### Aim
Reproduce each of the following entries verbatim, line for line, without altering any character.

----

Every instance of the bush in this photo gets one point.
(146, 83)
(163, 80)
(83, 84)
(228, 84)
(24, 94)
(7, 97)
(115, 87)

----

### Correct output
Every instance of the bush in this photo gets one point.
(146, 83)
(163, 80)
(83, 84)
(228, 84)
(24, 94)
(7, 97)
(115, 87)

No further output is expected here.